TASKS FOR THIS EXERCISE>
1. Write out the whole forum thread on Costa custom boats word for word.
2. Give again the records from the line holding "pole? Mark that spot." through the end of the records, both ends included, with the pictures left out.

# Costa custom boats



## Boardfeet (Sep 27, 2007)

Some friends are taking delivery on one of these today.



https://costacustomboats.com/


----------



## Straight Shot (Jul 14, 2012)

Used to be the Cayo bay hybrid, curious to hear their opinion on it. 


Sent from my iPhone using Tapatalk


----------



## etrade92 (Jul 30, 2015)

My buddy has one. It is a badass boat. We truly ran 55-60mph in the gulf in a bay boat. Wickedly fast, smooth ride, just immaculate.


----------



## MrFish (Aug 21, 2009)

Boardfeet said:


> Some friends are taking delivery on one of these today.
> 
> 
> 
> https://costacustomboats.com/


Twin engine, twin power pole and a 200 gallon tank. Write Everglades on the side and it would cost over $500k.

Cool looking boat.


----------



## K-Bill (May 14, 2009)

I’m in love


----------



## Boardfeet (Sep 27, 2007)

MrFish said:


> Twin engine, twin power pole and a 200 gallon tank. Write Everglades on the side and it would cost over $500k.
> 
> Cool looking boat.


I think my friend said he paid 300k


----------



## LITECATCH (Oct 2, 2007)

Wonder why they changed their name?


----------



## jwilson1978 (Mar 23, 2021)

LITECATCH said:


> Wonder why they changed their name?


The business was split between the two partners. The partner that took the skiff and paddle board half of the business retained the rights to the Cayo name. The partner that is building the 26' cat named his business Costa. This seems to be the popular answer.


----------



## Straight Shot (Jul 14, 2012)

jwilson1978 said:


> The business was split between the two partners. The partner that took the skiff and paddle board half of the business retained the rights to the Cayo name. The partner that is building the 26' cat named his business Costa. This seems to be the popular answer.


Grew up down there and Know multiple people close to the deal and this is correct. Original owner wanted to stay with skinny water stuff and the other wanted to expand into bigger boats. 


Sent from my iPhone using Tapatalk


----------



## LITECATCH (Oct 2, 2007)

It looks to be an awesome cat!!


----------



## Realtor (Oct 1, 2007)

nice


----------

TASK INPUT>
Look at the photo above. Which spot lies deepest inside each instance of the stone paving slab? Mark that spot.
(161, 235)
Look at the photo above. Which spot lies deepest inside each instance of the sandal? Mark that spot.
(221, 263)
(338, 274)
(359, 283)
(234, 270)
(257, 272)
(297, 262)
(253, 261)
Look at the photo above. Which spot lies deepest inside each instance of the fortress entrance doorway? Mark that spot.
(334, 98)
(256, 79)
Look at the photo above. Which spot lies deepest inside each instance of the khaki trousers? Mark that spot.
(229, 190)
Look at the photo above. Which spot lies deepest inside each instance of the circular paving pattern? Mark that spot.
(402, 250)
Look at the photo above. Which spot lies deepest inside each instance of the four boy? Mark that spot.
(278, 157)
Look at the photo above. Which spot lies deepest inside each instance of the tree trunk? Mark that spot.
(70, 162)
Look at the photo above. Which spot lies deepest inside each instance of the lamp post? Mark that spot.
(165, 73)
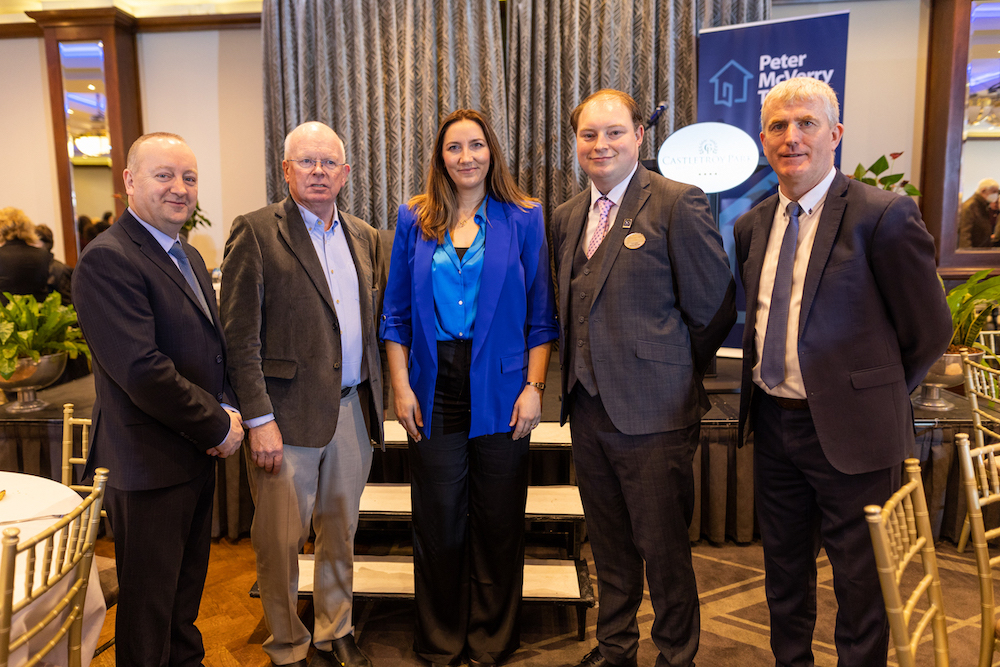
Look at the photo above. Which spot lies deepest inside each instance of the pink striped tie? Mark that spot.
(605, 205)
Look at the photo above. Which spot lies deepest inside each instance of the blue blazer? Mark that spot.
(516, 311)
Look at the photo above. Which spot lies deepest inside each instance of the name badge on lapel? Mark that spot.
(635, 240)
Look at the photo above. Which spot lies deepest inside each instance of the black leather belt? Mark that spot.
(790, 403)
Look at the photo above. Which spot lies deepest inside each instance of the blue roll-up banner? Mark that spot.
(737, 66)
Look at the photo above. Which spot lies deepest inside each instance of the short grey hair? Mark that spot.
(288, 138)
(802, 89)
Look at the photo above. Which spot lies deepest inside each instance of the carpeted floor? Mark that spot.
(733, 614)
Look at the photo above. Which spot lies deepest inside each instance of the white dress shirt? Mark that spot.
(812, 207)
(594, 214)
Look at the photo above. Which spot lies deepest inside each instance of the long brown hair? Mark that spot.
(437, 207)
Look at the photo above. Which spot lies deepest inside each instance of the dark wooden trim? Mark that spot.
(106, 15)
(19, 30)
(948, 57)
(76, 18)
(199, 22)
(121, 76)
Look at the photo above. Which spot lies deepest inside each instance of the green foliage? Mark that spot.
(971, 304)
(197, 219)
(32, 329)
(893, 182)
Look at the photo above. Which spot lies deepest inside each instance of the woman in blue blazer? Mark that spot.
(468, 322)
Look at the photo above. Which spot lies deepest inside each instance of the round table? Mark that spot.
(29, 496)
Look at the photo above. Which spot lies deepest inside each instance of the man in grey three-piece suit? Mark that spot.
(302, 287)
(845, 315)
(645, 299)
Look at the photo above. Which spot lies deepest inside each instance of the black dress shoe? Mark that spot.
(344, 653)
(595, 659)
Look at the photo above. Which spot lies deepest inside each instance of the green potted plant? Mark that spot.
(35, 339)
(890, 181)
(971, 304)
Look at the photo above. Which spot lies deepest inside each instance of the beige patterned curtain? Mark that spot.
(560, 52)
(382, 73)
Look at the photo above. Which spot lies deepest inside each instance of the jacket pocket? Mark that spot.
(667, 354)
(878, 376)
(283, 369)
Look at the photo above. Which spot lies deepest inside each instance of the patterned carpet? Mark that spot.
(734, 617)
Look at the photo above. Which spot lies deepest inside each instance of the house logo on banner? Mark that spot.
(728, 80)
(773, 70)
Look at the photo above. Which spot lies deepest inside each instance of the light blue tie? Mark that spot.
(772, 365)
(177, 252)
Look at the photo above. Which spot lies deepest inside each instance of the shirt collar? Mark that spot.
(312, 220)
(810, 200)
(616, 193)
(165, 241)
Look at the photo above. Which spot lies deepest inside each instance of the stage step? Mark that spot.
(546, 581)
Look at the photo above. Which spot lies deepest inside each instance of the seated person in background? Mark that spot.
(24, 267)
(60, 275)
(83, 223)
(91, 232)
(974, 219)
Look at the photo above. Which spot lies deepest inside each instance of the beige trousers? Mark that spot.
(324, 485)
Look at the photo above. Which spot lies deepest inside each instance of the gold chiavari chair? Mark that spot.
(901, 534)
(67, 551)
(981, 481)
(982, 384)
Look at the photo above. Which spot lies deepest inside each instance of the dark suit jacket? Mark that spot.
(873, 320)
(662, 309)
(515, 311)
(282, 326)
(159, 362)
(24, 269)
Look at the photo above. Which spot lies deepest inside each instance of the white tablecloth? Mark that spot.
(32, 496)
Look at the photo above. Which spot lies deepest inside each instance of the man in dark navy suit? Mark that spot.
(163, 410)
(845, 315)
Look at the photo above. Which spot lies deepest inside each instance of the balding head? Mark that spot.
(315, 168)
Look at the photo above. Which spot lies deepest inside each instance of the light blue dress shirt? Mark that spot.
(456, 284)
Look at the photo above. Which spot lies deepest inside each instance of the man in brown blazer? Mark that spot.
(302, 288)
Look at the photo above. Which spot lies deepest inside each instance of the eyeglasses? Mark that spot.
(308, 164)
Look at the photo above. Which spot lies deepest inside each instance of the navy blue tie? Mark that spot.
(772, 365)
(177, 252)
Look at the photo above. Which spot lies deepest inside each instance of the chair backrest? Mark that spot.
(70, 425)
(901, 532)
(982, 384)
(67, 551)
(980, 469)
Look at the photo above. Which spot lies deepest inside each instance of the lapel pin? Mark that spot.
(635, 240)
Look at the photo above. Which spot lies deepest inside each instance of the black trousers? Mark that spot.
(638, 497)
(468, 498)
(803, 502)
(162, 543)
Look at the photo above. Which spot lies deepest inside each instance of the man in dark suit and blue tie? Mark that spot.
(645, 299)
(163, 408)
(845, 315)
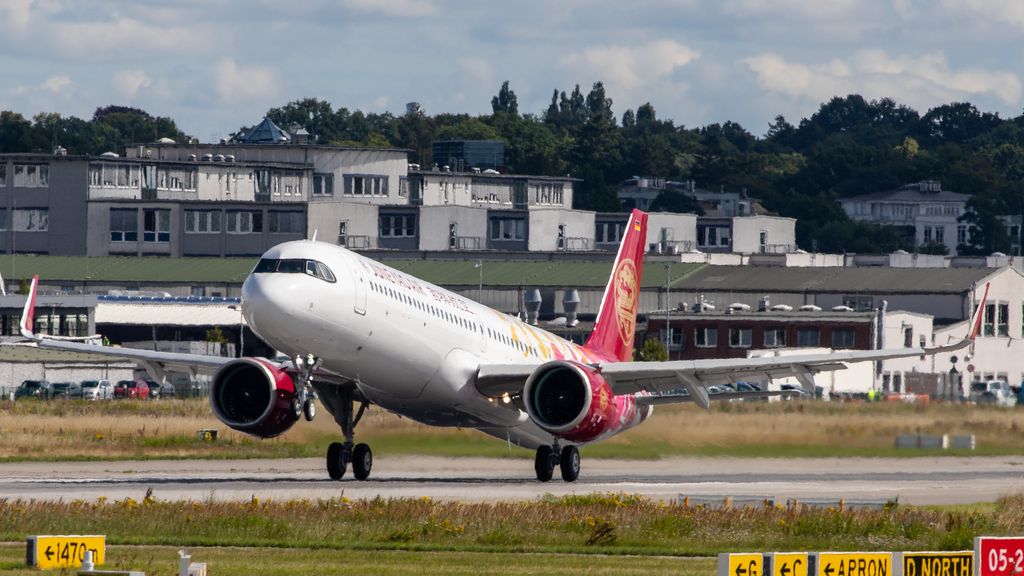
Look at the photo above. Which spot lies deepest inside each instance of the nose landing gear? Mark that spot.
(341, 402)
(567, 460)
(305, 401)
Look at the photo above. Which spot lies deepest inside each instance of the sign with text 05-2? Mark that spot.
(64, 551)
(855, 564)
(740, 565)
(998, 557)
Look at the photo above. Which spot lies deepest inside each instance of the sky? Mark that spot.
(215, 66)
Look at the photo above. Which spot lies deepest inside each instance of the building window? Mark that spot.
(609, 233)
(774, 337)
(843, 338)
(809, 337)
(740, 337)
(202, 221)
(323, 184)
(32, 175)
(363, 184)
(287, 222)
(988, 326)
(398, 225)
(674, 337)
(859, 303)
(156, 225)
(508, 229)
(37, 219)
(124, 224)
(244, 221)
(706, 337)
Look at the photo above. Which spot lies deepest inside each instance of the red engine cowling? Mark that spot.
(253, 396)
(570, 401)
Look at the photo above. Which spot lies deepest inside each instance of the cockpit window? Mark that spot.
(295, 265)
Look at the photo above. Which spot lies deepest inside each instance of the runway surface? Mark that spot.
(913, 481)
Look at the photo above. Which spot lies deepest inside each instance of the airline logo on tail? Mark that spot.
(616, 320)
(627, 296)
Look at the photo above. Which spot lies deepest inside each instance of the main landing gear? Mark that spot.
(567, 460)
(340, 454)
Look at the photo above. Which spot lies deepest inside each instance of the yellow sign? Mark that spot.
(788, 564)
(855, 564)
(938, 564)
(740, 565)
(64, 551)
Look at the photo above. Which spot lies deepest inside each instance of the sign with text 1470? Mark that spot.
(998, 556)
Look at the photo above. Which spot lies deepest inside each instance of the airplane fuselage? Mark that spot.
(411, 347)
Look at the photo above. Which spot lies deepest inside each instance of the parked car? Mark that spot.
(66, 389)
(167, 389)
(97, 389)
(131, 388)
(33, 388)
(993, 392)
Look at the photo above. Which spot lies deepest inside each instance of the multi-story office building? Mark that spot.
(923, 211)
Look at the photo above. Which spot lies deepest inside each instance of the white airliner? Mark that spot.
(360, 333)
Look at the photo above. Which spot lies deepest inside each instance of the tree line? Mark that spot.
(850, 146)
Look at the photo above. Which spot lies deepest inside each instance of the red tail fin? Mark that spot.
(616, 320)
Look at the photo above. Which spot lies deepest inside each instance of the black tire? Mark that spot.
(569, 463)
(544, 463)
(363, 461)
(336, 460)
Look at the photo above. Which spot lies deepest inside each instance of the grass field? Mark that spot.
(596, 534)
(81, 429)
(157, 561)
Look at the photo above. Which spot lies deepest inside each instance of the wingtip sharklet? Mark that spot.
(29, 313)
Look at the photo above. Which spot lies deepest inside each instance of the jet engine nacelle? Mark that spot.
(253, 396)
(570, 401)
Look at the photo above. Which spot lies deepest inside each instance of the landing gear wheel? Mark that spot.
(336, 460)
(363, 461)
(544, 464)
(569, 463)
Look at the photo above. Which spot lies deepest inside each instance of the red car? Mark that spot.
(131, 388)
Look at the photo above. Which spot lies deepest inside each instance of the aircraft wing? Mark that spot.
(156, 363)
(666, 378)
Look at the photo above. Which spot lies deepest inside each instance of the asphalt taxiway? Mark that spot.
(912, 481)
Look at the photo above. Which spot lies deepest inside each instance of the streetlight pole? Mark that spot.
(668, 317)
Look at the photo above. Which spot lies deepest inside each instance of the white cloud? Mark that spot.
(236, 83)
(918, 81)
(55, 84)
(129, 82)
(628, 68)
(1010, 11)
(401, 8)
(812, 9)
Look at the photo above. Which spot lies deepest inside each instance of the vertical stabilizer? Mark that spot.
(616, 319)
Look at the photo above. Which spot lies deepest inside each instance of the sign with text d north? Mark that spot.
(64, 551)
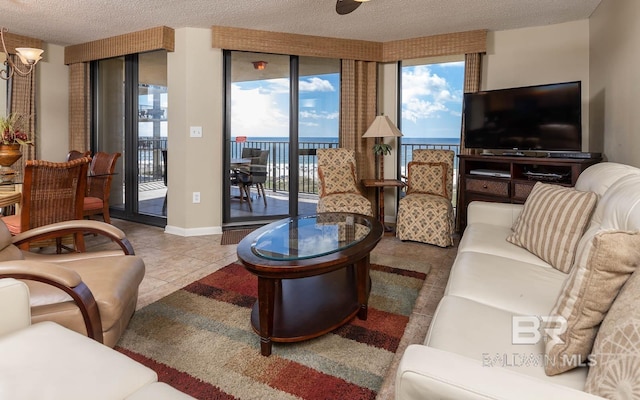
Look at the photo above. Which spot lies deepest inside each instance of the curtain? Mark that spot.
(472, 80)
(358, 102)
(23, 101)
(79, 107)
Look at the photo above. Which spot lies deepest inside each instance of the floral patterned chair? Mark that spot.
(339, 190)
(425, 214)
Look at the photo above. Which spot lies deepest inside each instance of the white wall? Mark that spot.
(615, 78)
(52, 105)
(195, 85)
(540, 55)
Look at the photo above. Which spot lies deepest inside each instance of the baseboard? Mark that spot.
(210, 230)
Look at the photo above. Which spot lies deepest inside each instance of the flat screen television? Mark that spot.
(541, 118)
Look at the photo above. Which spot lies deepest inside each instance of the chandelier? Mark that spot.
(29, 56)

ANSWERS TO THE TASKS>
1.
# Costa custom boats



## Boardfeet (Sep 27, 2007)

Some friends are taking delivery on one of these today.



https://costacustomboats.com/


----------



## Straight Shot (Jul 14, 2012)

Used to be the Cayo bay hybrid, curious to hear their opinion on it. 


Sent from my iPhone using Tapatalk


----------



## etrade92 (Jul 30, 2015)

My buddy has one. It is a badass boat. We truly ran 55-60mph in the gulf in a bay boat. Wickedly fast, smooth ride, just immaculate.


----------



## MrFish (Aug 21, 2009)

Boardfeet said:


> Some friends are taking delivery on one of these today.
> 
> 
> 
> https://costacustomboats.com/


Twin engine, twin power pole and a 200 gallon tank. Write Everglades on the side and it would cost over $500k.

Cool looking boat.


----------



## K-Bill (May 14, 2009)

I’m in love


----------



## Boardfeet (Sep 27, 2007)

MrFish said:


> Twin engine, twin power pole and a 200 gallon tank. Write Everglades on the side and it would cost over $500k.
> 
> Cool looking boat.


I think my friend said he paid 300k


----------



## LITECATCH (Oct 2, 2007)

Wonder why they changed their name?


----------



## jwilson1978 (Mar 23, 2021)

LITECATCH said:


> Wonder why they changed their name?


The business was split between the two partners. The partner that took the skiff and paddle board half of the business retained the rights to the Cayo name. The partner that is building the 26' cat named his business Costa. This seems to be the popular answer.


----------



## Straight Shot (Jul 14, 2012)

jwilson1978 said:


> The business was split between the two partners. The partner that took the skiff and paddle board half of the business retained the rights to the Cayo name. The partner that is building the 26' cat named his business Costa. This seems to be the popular answer.


Grew up down there and Know multiple people close to the deal and this is correct. Original owner wanted to stay with skinny water stuff and the other wanted to expand into bigger boats. 


Sent from my iPhone using Tapatalk


----------



## LITECATCH (Oct 2, 2007)

It looks to be an awesome cat!!


----------



## Realtor (Oct 1, 2007)

nice


----------

2.
Look at the photo above. Which spot lies deepest inside each instance of the streetlight pole? Mark that spot.
(668, 317)
Look at the photo above. Which spot lies deepest inside each instance of the white cloud? Mark that spot.
(236, 83)
(918, 81)
(55, 84)
(129, 82)
(628, 68)
(1010, 11)
(401, 8)
(812, 9)
Look at the photo above. Which spot lies deepest inside each instance of the vertical stabilizer? Mark that spot.
(616, 319)
Look at the photo above. Which spot lies deepest inside each instance of the sign with text d north? Mark that spot.
(64, 551)
Look at the photo above. Which spot lies deepest inside each instance of the curtain? Mark that spot.
(472, 80)
(358, 102)
(23, 101)
(79, 107)
Look at the photo above. Which spot lies deepest inside each instance of the floral patterned chair? Mark that spot.
(339, 190)
(425, 214)
Look at the photo above. Which spot lies deepest inside each instance of the white wall? Mark that spot.
(615, 78)
(52, 105)
(195, 85)
(540, 55)
Look at the photo above. Which spot lies deepest inside each instance of the baseboard? Mark that spot.
(210, 230)
Look at the photo above. Which spot lies deepest inside each instance of the flat screen television? Mark that spot.
(541, 118)
Look at the photo above. Which spot lies deepest inside each instance of the chandelier? Mark that spot.
(29, 56)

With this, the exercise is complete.